**Exercise aim**
Copy out the data below word for word, from the line containing "the green leafy" through the end of the data, including that first line.

Position identification data:
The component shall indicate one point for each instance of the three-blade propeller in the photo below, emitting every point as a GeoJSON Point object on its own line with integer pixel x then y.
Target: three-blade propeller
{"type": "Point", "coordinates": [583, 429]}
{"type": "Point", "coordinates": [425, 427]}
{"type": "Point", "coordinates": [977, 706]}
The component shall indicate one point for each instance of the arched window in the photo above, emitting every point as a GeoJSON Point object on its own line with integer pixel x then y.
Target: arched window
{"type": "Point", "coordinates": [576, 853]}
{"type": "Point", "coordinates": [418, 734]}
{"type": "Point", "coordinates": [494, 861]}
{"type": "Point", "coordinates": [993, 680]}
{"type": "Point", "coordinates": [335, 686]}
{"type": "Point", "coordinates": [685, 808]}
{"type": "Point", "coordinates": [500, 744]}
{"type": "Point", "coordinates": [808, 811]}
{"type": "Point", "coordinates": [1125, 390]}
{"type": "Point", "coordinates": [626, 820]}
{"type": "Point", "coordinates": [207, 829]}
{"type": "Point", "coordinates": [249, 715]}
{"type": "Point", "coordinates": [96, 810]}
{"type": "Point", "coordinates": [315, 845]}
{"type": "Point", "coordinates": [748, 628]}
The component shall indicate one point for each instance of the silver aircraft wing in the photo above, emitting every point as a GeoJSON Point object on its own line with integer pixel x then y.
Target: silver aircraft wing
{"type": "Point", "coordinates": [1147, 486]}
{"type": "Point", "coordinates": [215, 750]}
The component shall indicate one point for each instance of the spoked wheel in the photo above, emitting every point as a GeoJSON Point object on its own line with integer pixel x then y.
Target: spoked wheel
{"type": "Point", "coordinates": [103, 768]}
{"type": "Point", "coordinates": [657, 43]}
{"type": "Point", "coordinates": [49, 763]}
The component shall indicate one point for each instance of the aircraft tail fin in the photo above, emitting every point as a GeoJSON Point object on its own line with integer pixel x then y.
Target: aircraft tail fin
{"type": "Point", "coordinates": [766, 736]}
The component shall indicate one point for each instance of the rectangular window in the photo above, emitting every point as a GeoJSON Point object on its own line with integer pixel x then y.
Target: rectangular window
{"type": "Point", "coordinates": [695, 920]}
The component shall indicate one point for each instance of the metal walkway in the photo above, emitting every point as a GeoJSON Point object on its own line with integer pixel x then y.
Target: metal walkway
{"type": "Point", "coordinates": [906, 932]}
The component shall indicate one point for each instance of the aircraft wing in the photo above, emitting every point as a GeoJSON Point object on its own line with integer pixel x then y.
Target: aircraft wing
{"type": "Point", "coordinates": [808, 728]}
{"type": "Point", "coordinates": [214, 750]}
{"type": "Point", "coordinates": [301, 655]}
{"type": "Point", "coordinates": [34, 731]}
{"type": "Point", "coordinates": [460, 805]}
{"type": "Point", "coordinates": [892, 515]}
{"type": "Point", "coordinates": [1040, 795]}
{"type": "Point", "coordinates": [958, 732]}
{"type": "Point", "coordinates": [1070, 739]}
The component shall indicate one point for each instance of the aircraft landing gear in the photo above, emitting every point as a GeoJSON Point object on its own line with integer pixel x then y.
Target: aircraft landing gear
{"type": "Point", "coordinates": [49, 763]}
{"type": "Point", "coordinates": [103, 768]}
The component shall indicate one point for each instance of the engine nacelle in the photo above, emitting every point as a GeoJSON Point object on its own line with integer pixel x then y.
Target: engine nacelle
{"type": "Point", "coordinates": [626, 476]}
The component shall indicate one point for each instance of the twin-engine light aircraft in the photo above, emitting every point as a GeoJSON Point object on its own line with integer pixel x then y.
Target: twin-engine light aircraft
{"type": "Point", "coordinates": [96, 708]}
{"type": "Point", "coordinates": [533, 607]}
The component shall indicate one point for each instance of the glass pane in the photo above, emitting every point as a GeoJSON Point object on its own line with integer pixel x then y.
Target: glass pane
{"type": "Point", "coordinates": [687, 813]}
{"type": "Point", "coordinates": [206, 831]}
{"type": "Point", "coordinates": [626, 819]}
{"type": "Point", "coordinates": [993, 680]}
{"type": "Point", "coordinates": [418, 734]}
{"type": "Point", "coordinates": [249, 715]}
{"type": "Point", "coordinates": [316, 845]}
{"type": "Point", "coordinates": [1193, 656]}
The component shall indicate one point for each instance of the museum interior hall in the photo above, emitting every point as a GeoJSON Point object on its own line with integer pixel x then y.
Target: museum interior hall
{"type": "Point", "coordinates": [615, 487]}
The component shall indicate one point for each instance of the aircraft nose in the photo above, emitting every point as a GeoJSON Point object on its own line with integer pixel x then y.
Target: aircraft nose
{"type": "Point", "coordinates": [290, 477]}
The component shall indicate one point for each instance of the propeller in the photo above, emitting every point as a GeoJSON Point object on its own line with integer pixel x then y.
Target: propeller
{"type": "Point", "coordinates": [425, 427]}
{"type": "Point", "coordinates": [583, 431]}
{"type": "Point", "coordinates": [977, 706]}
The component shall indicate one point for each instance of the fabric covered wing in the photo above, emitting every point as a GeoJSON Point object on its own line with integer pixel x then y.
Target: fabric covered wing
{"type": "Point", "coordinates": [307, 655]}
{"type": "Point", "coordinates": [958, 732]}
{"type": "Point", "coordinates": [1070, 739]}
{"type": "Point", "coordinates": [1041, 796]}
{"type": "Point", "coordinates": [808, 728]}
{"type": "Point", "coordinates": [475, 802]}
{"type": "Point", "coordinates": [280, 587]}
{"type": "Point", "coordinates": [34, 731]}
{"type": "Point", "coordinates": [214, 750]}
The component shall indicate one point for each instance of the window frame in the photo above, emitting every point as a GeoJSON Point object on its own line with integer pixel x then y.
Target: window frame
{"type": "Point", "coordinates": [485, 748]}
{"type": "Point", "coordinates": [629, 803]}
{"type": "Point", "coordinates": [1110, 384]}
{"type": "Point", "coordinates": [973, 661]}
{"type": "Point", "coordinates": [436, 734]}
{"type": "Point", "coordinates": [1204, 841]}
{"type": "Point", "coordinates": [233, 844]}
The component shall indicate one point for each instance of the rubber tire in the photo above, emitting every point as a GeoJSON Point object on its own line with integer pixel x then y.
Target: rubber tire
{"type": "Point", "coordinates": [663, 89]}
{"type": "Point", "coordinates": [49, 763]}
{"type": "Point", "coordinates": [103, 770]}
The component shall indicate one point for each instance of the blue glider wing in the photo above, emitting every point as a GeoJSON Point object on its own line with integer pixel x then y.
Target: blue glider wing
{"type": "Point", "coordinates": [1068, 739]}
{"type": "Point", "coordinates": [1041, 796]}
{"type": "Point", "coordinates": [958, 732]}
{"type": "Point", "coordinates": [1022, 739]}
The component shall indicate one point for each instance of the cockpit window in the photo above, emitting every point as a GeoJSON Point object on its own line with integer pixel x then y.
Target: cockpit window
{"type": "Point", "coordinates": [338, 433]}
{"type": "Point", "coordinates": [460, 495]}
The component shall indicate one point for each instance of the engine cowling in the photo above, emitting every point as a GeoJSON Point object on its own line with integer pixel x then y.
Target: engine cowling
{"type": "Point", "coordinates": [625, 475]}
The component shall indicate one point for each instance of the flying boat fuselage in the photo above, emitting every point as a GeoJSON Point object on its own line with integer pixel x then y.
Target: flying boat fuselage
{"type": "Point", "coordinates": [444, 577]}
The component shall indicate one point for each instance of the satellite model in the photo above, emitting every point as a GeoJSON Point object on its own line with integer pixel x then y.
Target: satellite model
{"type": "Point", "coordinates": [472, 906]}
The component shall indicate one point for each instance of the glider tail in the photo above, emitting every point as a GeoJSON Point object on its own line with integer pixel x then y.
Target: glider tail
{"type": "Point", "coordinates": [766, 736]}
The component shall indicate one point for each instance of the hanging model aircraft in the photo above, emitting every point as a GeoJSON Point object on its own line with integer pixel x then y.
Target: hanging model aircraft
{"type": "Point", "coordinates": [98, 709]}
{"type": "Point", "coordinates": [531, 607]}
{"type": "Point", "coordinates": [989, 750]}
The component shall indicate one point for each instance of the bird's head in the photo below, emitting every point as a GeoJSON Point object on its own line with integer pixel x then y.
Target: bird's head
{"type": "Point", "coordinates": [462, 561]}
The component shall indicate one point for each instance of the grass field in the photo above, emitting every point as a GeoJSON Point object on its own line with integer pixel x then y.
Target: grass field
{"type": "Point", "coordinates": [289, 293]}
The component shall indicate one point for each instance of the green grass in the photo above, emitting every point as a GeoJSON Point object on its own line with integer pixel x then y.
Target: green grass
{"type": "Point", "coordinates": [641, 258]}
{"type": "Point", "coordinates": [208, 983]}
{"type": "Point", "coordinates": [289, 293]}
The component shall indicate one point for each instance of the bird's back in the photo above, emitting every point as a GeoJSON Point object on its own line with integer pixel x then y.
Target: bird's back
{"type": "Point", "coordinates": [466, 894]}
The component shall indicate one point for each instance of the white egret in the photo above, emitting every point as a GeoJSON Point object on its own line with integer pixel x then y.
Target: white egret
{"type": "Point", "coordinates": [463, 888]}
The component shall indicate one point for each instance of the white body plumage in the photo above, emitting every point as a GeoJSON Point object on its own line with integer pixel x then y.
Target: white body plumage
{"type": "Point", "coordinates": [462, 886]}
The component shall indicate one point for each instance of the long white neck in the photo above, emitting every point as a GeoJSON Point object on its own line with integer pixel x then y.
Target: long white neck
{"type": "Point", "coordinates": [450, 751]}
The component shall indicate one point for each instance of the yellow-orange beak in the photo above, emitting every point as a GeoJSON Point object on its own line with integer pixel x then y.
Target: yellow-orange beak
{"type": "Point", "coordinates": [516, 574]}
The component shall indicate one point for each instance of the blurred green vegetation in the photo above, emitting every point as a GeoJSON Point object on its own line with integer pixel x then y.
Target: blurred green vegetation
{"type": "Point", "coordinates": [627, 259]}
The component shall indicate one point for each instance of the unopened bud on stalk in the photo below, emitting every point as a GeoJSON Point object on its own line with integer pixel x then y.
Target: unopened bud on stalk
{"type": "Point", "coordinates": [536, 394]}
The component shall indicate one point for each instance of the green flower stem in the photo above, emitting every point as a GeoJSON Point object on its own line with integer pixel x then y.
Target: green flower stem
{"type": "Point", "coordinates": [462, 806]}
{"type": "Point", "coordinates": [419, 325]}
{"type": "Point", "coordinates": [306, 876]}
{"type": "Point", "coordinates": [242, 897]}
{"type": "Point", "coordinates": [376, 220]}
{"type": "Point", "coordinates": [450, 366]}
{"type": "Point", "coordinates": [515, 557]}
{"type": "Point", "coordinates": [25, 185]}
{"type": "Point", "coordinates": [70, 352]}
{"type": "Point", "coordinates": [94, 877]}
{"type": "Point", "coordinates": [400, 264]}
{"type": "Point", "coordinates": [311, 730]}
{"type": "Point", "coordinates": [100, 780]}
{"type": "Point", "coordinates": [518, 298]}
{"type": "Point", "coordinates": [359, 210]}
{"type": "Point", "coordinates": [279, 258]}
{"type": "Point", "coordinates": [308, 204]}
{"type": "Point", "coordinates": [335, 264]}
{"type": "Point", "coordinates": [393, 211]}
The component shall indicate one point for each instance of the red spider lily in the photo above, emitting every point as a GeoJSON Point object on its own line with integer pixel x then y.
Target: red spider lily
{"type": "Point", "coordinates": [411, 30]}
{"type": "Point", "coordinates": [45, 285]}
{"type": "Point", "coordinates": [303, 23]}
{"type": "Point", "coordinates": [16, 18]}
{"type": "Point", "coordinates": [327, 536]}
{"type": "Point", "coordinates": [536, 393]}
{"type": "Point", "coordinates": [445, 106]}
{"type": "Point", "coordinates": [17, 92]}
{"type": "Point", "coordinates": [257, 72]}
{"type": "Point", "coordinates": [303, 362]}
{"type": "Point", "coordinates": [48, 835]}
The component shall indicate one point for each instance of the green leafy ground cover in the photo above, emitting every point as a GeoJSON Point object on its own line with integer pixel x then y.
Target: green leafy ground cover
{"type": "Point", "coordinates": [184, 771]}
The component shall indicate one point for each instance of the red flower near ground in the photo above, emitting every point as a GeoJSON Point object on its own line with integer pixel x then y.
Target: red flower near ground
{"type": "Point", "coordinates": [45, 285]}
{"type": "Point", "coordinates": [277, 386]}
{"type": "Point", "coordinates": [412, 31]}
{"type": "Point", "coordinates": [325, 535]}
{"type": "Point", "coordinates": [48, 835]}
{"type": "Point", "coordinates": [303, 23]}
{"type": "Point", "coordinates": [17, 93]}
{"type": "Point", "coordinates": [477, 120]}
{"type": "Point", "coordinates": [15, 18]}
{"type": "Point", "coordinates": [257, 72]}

**Final result**
The component shall indicate one point for each instance of the green leafy ground cover in the photo above, emitting every point as a GeoJSON Point object on its own line with integer pixel x then y.
Target: green leafy ground cover
{"type": "Point", "coordinates": [184, 771]}
The component shall indicate one point for each instance of the red flower near ground in the photo above, emitting every point as a GeoJSON Point object on its own line with integer pixel x then y.
Target: red flower near ground
{"type": "Point", "coordinates": [45, 285]}
{"type": "Point", "coordinates": [277, 386]}
{"type": "Point", "coordinates": [412, 31]}
{"type": "Point", "coordinates": [325, 535]}
{"type": "Point", "coordinates": [48, 835]}
{"type": "Point", "coordinates": [303, 23]}
{"type": "Point", "coordinates": [17, 93]}
{"type": "Point", "coordinates": [477, 120]}
{"type": "Point", "coordinates": [15, 18]}
{"type": "Point", "coordinates": [257, 72]}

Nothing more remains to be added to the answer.